Aim of the task: Return each line of the records below that contains the word "house".

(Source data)
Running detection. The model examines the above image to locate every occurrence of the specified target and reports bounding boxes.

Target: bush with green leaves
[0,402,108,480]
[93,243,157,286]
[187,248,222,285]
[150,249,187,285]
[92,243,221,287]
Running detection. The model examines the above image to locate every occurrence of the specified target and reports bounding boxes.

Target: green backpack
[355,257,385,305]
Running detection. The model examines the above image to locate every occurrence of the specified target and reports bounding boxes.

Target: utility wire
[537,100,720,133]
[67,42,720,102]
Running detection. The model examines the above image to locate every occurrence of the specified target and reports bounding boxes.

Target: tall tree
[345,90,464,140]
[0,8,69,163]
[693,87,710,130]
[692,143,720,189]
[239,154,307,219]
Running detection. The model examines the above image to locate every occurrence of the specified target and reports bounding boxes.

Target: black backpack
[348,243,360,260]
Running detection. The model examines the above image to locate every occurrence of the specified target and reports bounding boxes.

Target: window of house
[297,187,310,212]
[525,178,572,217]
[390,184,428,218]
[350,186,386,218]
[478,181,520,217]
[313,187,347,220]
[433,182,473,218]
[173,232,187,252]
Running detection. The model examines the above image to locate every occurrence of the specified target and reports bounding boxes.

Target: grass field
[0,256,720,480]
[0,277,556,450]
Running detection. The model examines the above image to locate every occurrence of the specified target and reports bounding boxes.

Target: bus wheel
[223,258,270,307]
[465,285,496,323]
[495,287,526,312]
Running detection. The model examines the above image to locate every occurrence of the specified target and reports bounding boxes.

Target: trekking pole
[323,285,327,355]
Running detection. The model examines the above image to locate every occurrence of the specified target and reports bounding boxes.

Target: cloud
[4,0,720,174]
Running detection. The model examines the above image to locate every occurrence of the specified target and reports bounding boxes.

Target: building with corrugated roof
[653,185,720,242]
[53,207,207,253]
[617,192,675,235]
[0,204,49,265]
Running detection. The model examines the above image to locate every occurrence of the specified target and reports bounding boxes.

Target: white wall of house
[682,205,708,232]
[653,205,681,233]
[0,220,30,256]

The solution:
Target: window of house
Target: white wall of house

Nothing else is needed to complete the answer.